- Extrait de page:

....

Contre les prophètes de la paix:
"Cessez de délirer, délirent tous ces faux prophètes; on ne peut délirer ainsi!" Cela ne détournera pas l'outrage pour autant! Cependant, que dit-on parmi le peuple de Jacob? "L'Eternel aurait-il perdu patience, est-ce bien là sa manière d'agir?" "Certes, pour ceux dont la conduite est pleine de droiture, mes paroles sont bienveillantes. Mais hier encore, on a traité mon peuple en ennemi. Vous ôtez le manteau de dessus la tunique à ceux qui, sans défiance, passent auprès de vous au retour du combat. Vous expulsez les femmes, les femmes de mon peuple, des maisons qu'elles aiment; vous ôtez pour toujours le glorieux patrimoine que je leur ai donné. Debout! Allez-vous-en! Car ce pays n'est plus un lieu paisible, parce qu'il est souillé, et il sera la cause d'une terrible destruction. Car si un homme vient qui court après le vent, qui profère des mensonges et qui dit: Oui, pour toi je vais délirer, distiller du bon vin, des boissons enivrantes, cet homme-là devient le distillateur de délires pour tout ce peuple!" (2:6-11).
Michée n'est pas le seul à parler dans son pays. Beaucoup d'autres prétendent être prophètes, mais le message n'est pas le même. Ils parlent de paix et de bien-être là où l'homme de Dieu ne peut annoncer que le jugement et le châtiment du ciel. Alors ils l'accusent d'être un empêcheur-de-tourner-en-rond, un prophète de malheur, et de délirer (V.6). Et, comme c'est le propre de tous les faux prophètes, ils font passer leur message pour la Parole de Dieu (V.7). Satan ne se déguise-t-il pas en ange de lumière, pour séduire les croyants (2 Corinthiens 11:14)? Dieu n'est-il pas le Dieu de l'alliance qui a juré de protéger son peuple? Le faux prophète se réfugie derrière les promesses que Dieu a faites à son peuple, mais omet de parler de la vocation de ce dernier, tandis que le vrai prophète prêche les deux, la fidélité du Seigneur et le devoir de son peuple.

....

- Données fournies:
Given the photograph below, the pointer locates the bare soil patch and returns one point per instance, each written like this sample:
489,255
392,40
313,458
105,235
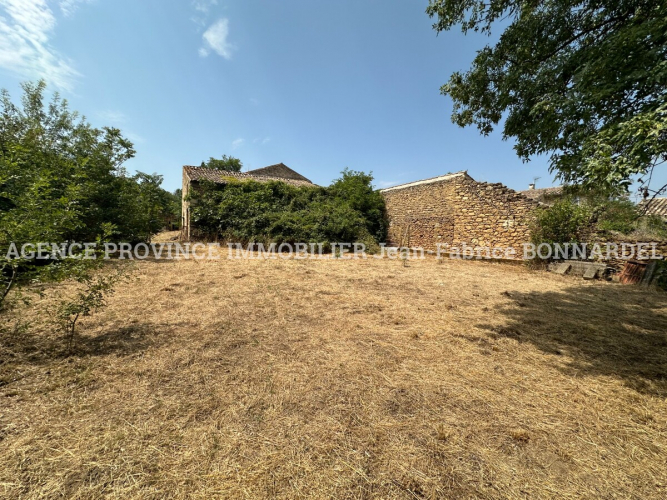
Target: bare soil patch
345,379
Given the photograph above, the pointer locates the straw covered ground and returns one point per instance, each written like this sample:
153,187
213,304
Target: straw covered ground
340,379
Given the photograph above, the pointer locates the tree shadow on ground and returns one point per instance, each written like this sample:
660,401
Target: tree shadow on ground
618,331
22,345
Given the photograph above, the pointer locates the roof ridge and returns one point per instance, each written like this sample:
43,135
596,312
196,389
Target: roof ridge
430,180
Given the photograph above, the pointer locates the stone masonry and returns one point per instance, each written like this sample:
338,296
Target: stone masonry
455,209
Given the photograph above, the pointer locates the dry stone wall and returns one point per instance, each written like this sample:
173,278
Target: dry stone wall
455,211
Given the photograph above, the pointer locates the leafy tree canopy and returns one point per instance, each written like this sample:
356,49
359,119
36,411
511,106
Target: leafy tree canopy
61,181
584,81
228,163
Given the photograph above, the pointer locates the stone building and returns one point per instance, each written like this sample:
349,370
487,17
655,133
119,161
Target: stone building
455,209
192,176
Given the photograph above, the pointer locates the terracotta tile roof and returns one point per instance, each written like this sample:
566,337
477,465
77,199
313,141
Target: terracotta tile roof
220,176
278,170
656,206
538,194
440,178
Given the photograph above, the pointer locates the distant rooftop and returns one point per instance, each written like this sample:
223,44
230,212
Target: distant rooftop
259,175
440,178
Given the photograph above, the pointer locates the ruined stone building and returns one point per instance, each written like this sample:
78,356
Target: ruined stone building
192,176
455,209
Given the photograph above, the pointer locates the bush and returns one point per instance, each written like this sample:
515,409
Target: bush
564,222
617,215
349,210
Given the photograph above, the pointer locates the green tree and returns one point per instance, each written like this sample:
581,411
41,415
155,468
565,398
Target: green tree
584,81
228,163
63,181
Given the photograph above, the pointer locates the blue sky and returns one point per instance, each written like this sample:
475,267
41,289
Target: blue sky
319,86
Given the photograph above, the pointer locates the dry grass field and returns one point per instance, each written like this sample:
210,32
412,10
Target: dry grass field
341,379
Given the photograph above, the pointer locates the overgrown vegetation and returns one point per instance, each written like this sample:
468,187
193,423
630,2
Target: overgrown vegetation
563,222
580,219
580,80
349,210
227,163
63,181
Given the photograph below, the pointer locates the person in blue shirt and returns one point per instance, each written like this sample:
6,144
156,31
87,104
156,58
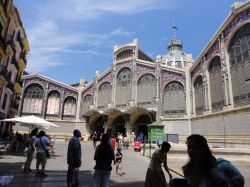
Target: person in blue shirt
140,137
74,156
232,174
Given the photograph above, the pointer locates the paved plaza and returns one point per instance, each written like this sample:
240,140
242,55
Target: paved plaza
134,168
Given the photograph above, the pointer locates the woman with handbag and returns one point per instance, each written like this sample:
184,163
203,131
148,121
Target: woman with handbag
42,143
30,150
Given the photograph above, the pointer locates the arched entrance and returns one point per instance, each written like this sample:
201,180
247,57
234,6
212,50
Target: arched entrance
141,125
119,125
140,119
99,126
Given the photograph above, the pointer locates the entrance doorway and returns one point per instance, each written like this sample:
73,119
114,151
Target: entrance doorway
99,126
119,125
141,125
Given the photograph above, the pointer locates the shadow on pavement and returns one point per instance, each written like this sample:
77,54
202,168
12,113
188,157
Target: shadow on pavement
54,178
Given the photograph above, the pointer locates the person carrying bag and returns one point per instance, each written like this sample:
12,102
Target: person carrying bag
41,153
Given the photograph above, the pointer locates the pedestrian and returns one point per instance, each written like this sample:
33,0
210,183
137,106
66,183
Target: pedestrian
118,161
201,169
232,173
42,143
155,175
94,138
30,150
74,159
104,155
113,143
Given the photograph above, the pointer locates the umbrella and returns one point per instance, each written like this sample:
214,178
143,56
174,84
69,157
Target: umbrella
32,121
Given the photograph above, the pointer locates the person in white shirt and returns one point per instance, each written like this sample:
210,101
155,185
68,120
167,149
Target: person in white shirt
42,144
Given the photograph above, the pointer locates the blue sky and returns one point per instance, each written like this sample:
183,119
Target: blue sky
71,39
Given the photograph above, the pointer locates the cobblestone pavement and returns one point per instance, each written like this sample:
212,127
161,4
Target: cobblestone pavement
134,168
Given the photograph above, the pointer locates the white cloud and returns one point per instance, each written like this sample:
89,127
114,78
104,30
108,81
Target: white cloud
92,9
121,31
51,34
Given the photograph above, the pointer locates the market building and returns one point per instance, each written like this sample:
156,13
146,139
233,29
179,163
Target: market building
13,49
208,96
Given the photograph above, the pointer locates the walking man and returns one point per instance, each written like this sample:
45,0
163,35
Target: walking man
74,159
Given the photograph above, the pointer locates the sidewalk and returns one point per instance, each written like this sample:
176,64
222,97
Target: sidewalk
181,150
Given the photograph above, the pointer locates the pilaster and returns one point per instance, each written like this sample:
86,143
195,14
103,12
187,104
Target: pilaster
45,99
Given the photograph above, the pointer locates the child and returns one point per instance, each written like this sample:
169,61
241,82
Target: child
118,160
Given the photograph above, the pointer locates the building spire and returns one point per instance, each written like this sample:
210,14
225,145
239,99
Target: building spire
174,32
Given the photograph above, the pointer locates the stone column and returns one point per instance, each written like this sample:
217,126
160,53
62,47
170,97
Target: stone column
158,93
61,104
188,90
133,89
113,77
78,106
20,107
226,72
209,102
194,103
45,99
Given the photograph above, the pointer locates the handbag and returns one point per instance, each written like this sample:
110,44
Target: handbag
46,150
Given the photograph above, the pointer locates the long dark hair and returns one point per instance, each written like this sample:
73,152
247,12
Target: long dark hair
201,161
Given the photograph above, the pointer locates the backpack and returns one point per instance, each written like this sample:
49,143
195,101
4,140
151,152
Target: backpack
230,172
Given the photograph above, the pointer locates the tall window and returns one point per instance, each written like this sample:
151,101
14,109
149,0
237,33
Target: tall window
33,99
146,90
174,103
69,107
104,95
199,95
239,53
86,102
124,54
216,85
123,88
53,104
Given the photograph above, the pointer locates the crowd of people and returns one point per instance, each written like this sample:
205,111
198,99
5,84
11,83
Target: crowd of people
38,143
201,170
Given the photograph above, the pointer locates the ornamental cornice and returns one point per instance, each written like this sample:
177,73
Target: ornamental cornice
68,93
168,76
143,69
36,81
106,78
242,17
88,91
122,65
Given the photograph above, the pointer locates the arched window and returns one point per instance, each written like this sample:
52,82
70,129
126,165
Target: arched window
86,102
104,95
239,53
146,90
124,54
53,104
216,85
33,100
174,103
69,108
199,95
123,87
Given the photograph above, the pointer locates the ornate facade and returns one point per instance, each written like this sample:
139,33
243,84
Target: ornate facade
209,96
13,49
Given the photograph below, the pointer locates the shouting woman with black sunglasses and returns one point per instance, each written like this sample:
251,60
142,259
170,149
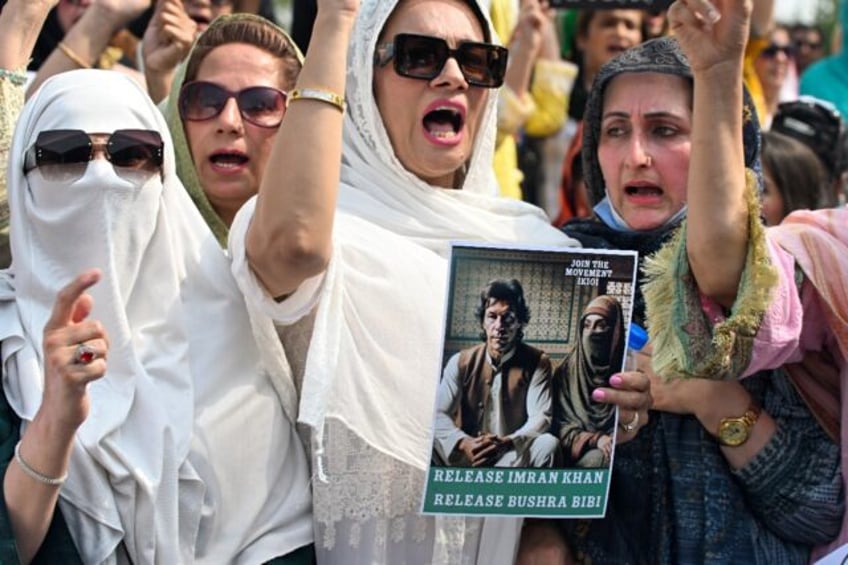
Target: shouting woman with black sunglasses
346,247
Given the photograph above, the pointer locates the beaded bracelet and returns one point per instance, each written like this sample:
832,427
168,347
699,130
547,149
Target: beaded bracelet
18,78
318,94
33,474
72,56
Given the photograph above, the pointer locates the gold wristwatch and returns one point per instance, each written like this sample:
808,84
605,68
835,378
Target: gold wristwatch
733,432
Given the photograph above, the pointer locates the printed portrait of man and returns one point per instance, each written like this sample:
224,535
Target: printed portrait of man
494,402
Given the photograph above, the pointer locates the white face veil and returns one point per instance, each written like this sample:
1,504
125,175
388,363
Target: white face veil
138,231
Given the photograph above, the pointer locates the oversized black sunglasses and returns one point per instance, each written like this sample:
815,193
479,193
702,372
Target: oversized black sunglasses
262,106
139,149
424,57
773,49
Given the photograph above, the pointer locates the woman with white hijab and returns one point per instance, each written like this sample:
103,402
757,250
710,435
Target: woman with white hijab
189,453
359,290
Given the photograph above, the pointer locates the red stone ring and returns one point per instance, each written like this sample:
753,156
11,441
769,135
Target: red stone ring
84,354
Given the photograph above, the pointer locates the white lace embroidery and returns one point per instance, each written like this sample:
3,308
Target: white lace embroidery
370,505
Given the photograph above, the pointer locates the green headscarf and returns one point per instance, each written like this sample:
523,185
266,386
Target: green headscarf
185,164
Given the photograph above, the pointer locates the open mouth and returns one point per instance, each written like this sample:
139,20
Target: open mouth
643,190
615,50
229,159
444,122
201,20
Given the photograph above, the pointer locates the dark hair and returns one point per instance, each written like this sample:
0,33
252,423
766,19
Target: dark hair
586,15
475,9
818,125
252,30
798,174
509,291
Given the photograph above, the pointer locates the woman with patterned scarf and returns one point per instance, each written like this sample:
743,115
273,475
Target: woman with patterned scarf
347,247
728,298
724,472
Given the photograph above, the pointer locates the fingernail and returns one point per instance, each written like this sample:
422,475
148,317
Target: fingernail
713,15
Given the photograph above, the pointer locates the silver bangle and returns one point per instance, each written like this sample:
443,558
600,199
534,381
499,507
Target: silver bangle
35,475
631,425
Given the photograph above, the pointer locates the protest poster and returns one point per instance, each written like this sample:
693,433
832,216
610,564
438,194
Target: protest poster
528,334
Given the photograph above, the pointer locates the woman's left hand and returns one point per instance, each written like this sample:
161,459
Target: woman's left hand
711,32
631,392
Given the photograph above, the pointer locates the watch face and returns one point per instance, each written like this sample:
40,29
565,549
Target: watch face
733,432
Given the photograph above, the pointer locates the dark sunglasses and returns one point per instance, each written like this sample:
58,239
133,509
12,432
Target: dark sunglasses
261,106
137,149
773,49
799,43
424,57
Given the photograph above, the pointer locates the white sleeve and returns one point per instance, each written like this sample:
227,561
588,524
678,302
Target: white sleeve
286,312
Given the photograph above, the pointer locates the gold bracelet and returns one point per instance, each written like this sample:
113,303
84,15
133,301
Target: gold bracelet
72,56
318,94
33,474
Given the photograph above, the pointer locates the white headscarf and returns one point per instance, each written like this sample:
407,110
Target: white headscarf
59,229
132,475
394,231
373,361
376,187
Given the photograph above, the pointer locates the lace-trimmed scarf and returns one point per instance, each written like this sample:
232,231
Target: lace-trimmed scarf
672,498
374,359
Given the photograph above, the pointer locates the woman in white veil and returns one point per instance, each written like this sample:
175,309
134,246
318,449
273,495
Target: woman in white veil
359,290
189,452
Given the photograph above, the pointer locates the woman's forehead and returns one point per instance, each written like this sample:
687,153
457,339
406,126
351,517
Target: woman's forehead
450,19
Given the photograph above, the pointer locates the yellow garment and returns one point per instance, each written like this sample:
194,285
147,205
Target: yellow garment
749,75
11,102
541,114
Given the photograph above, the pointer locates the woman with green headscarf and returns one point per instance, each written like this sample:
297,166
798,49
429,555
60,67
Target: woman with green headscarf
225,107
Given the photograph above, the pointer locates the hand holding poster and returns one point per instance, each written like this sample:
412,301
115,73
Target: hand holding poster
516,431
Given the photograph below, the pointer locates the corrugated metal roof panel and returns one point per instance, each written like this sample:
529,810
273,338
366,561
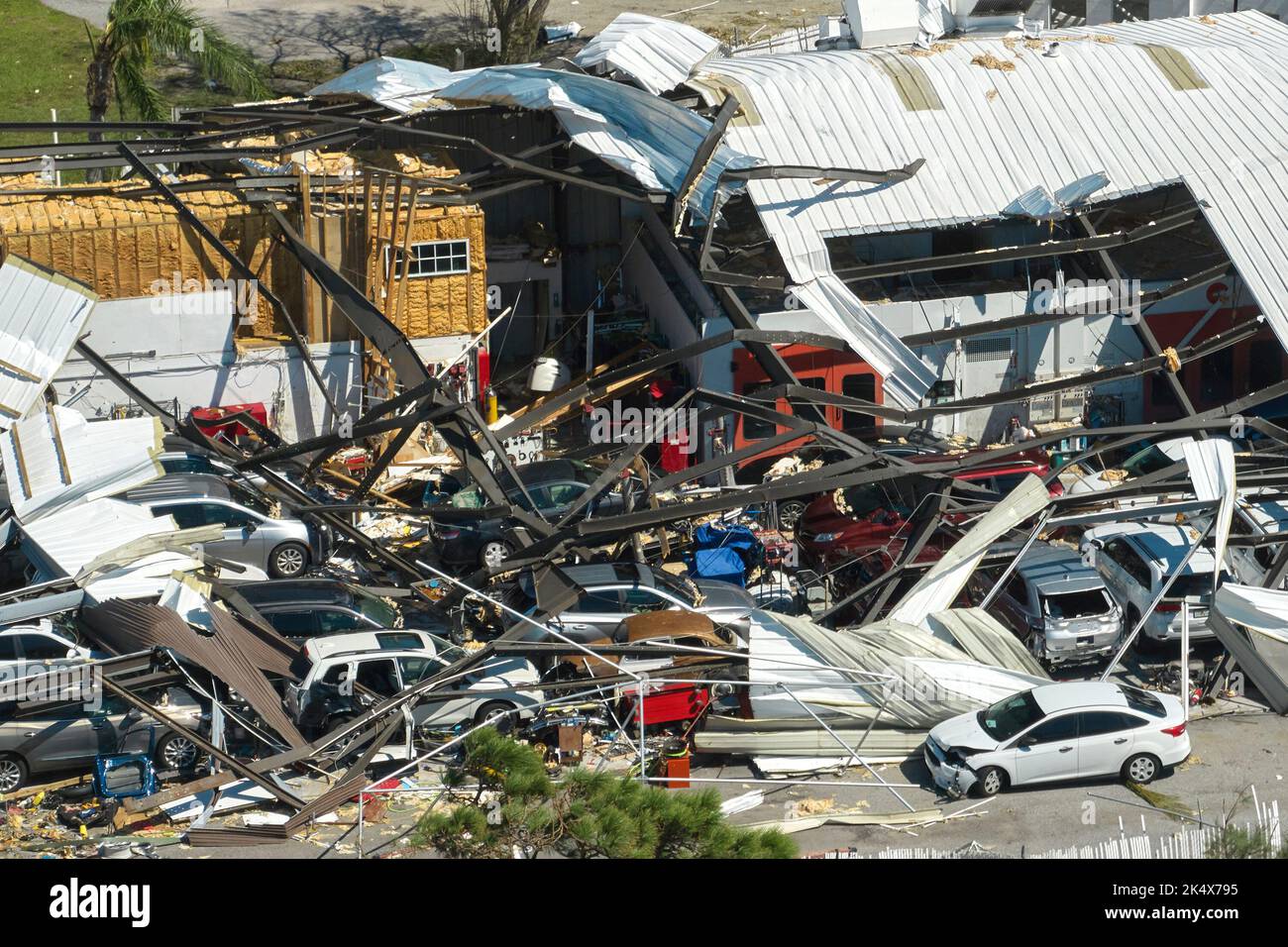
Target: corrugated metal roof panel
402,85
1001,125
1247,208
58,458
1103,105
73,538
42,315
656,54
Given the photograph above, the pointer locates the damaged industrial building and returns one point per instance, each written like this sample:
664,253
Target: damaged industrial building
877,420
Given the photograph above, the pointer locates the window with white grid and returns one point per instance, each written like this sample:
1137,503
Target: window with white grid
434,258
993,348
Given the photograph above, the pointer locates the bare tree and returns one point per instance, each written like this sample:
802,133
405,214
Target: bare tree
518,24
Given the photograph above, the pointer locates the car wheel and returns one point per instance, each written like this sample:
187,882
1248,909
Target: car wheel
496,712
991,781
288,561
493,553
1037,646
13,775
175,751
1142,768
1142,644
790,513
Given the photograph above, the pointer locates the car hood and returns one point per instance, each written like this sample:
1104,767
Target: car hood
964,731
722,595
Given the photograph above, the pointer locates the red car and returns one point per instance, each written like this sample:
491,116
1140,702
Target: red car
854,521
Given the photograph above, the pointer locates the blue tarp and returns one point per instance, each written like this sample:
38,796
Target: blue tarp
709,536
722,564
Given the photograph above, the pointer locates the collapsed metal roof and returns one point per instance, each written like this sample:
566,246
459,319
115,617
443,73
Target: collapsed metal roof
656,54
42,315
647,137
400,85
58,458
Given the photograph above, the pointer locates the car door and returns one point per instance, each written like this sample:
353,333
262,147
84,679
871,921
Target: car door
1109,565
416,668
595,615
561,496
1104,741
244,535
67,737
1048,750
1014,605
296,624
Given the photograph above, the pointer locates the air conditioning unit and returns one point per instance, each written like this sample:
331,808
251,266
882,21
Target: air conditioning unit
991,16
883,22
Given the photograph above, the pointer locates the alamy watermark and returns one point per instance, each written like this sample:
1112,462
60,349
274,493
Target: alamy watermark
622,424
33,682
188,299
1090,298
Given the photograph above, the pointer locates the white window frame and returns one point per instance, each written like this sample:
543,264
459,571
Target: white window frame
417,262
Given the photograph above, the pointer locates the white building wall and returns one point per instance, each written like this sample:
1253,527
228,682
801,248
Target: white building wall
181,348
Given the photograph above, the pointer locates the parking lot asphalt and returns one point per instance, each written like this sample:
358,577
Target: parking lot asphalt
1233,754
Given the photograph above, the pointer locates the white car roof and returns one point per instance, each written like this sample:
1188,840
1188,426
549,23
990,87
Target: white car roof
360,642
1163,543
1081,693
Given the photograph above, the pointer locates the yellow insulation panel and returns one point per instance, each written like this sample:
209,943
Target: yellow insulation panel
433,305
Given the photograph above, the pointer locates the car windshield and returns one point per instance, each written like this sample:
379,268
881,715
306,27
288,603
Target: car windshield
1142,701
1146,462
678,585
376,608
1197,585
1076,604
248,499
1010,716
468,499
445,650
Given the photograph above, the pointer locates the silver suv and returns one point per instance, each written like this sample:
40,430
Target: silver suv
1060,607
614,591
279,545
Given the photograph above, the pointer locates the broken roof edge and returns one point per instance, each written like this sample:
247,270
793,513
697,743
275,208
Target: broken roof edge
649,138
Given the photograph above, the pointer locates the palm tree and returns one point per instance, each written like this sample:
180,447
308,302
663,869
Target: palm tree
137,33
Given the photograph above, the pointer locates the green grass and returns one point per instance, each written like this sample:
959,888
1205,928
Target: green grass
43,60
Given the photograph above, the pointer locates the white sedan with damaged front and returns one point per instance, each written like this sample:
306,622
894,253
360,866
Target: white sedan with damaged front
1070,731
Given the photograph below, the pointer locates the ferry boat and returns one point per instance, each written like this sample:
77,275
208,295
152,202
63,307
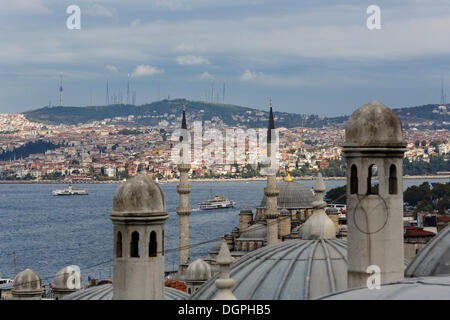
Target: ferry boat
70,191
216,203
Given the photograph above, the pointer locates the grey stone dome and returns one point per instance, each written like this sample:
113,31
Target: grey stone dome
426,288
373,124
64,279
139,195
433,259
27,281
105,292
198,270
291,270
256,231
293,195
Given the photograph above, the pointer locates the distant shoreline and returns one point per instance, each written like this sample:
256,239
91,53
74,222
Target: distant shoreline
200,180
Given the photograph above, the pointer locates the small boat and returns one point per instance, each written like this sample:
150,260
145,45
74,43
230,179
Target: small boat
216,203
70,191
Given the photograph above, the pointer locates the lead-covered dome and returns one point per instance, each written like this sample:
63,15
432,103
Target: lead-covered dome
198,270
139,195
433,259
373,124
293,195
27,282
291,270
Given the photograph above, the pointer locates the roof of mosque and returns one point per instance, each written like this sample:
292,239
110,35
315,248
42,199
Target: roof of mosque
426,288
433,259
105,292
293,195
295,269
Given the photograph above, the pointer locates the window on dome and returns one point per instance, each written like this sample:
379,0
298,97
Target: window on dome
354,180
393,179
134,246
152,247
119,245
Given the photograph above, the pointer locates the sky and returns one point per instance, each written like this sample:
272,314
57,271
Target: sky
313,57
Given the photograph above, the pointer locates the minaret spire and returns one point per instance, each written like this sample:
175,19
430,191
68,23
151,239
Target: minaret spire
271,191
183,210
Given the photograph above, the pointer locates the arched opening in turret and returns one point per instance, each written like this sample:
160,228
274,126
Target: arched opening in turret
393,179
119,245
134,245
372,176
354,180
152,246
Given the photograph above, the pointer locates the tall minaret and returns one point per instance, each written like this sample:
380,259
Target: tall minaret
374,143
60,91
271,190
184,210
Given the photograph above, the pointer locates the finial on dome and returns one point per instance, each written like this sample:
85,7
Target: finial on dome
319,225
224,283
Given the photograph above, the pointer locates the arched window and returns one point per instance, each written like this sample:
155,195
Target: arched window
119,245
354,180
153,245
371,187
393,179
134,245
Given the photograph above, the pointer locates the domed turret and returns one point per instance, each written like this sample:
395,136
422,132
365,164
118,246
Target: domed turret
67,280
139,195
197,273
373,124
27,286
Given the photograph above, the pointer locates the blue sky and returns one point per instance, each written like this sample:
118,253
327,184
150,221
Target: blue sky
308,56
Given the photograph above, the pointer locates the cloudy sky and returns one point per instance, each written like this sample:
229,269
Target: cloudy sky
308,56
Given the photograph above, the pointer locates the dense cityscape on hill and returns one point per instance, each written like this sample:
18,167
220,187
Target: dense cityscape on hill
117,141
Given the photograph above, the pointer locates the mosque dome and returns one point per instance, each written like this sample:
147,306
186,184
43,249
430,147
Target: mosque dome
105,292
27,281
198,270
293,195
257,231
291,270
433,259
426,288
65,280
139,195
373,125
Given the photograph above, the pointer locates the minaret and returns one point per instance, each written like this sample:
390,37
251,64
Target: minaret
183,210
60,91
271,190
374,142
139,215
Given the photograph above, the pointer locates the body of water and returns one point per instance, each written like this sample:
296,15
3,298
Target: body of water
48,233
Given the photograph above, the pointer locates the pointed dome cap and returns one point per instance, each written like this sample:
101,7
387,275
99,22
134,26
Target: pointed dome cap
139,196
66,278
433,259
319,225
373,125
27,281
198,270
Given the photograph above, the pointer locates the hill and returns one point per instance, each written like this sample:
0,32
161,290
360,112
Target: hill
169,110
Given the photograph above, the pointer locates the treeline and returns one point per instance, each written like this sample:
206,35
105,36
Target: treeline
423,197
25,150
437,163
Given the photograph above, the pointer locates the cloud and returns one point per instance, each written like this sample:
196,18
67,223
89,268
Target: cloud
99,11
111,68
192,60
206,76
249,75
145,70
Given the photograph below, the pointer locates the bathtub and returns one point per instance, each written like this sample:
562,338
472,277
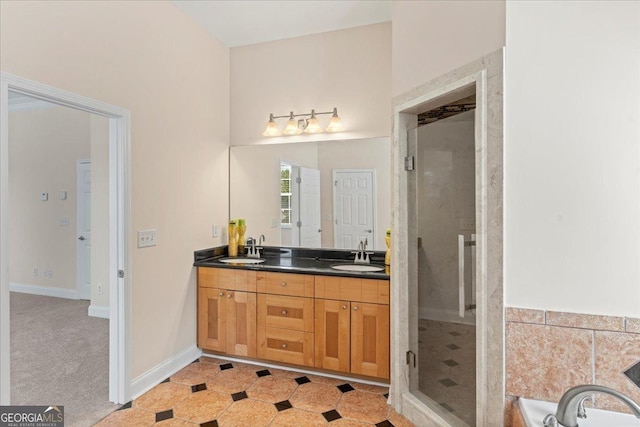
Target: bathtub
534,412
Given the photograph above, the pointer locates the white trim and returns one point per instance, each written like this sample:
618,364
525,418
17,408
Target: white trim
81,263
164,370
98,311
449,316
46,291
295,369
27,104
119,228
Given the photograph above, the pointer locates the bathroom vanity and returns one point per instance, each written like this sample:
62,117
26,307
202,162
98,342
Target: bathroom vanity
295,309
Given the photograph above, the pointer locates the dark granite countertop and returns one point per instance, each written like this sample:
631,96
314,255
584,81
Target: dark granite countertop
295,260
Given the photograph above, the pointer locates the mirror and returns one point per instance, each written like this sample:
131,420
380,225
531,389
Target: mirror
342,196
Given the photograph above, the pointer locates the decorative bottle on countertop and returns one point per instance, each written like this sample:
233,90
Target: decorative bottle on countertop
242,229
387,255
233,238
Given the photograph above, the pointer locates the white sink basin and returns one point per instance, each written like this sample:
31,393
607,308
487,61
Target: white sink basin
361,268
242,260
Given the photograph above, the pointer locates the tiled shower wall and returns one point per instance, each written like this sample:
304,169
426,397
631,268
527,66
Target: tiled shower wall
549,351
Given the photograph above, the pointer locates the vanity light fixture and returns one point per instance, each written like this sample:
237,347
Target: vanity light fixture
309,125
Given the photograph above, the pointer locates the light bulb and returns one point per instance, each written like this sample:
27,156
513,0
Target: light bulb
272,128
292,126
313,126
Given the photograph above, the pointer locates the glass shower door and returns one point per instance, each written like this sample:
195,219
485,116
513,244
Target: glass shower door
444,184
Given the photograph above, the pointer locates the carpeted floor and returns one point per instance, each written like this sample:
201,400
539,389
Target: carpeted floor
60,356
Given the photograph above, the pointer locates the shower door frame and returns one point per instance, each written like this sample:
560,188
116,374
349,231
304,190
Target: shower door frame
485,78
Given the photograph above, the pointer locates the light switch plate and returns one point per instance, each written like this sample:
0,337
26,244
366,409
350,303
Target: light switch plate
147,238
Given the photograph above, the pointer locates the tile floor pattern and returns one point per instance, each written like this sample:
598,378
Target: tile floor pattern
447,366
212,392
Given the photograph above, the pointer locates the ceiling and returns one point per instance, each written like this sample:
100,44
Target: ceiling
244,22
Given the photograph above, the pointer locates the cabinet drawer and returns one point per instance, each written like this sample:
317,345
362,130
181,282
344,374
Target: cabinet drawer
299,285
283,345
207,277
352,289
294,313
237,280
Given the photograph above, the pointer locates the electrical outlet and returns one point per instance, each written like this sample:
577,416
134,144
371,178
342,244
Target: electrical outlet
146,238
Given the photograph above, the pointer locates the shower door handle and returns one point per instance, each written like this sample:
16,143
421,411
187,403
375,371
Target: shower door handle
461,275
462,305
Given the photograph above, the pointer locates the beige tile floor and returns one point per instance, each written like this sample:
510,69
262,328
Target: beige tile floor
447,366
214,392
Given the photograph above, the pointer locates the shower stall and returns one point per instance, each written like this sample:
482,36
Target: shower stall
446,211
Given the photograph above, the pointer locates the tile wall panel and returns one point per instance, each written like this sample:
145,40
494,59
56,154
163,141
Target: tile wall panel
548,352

....

- Exercices proposés:
• a. Répondez aux questions suivantes sur le texte consacré aux faux prophètes.
(i) Dans le passage cité, de quels lieux les femmes du peuple sont-elles expulsées ?
(ii) De quoi parlent les autres hommes qui prétendent être prophètes ?
(iii) De quoi le faux prophète omet-il de parler ?
• b. Reprenez le texte sur les faux prophètes et prolongez-le à partir de sa dernière phrase.

- Corrigé de l'exercice:
• a.
(i) Des maisons qu'elles aiment.
(ii) De paix et de bien-être.
(iii) De la vocation du peuple de Dieu.

• b.
Certes, Dieu est bon et fidèle, mais "pour ceux dont la conduite est pleine de droiture" (V.7). Les oppresseurs et les escrocs, les méchants et les perfides ne peuvent pas s'attendre de sa part à de l'amour et de la patience. Or que se passe-t-il dans le pays? On spolie les soldats qui sont partis se battre et qui rentrent du combat sans se méfier, certains qu'on les estimera pour leur courage et qu'on leur témoignera de la gratitude. Ils sont partis à la guerre, se sont laissé enrôler pour gagner leur vie et nourrir leurs familles en courant de grands risques, et pendant ce temps on a dépouillé leurs femmes et leurs enfants (V.8.9).
Distillateur de délires:
Le V.11 contient un jeu de mots qui échappe aisément au lecteur. Le mot hébreu traduit par "vent" signifie aussi "Esprit". Beaucoup de faux prophètes, persuadés d'être poussés par l'Esprit (2 Pierre 1:21), "courent après le vent". Autre jeu de mots: le prophète joue sur la sonorité des mots traduits par "mensonges" ("schèqèr") et "boissons enivrantes" ("schékâr"). Les devins de Samarie, et peut-être aussi leurs collègues de Jérusalem, s'enivraient d'une "ivresse sacrée" pour entrer en transes (Esaïe 28:1.7-9). "In vino veritas", affirme le dicton. Ici, par contre, quand il s'agit de prophétiser, l'alcool engendre les mensonges et le vin distille du délire. Le vrai prophète, quant à lui, n'a pas besoin d'alcool et de drogues, car il n'a pas besoin de transes. Il reste lucide, ouvre les yeux et analyse la situation. A la différence des faux prophètes, il ne cherche pas à faire plaisir aux gens. Il détient un message qui déplaît, pour lequel on le hait et, au besoin, le persécute. Et pourtant il a le courage de le proclamer. Cela aussi est un test de vérité.
Il y a de l'espoir pour le reste juste:
"Descendants de Jacob, je vous rassemblerai, oui, Jacob tout entier, et je vais réunir les restes d'Israël, l'Eternel le déclare, je les ferai venir ensemble comme un troupeau d'agneaux dans un enclos. Ils seront comme des brebis au milieu de leurs pâturages: on entendra le bruit d'une foule humaine en tumulte. Celui qui fait la brèche marchera devant eux. Ils se presseront par la brèche, ils franchiront la porte et sortiront par elle. Leur Roi marchera devant eux, l'Eternel sera à leur tête" (2:12.13).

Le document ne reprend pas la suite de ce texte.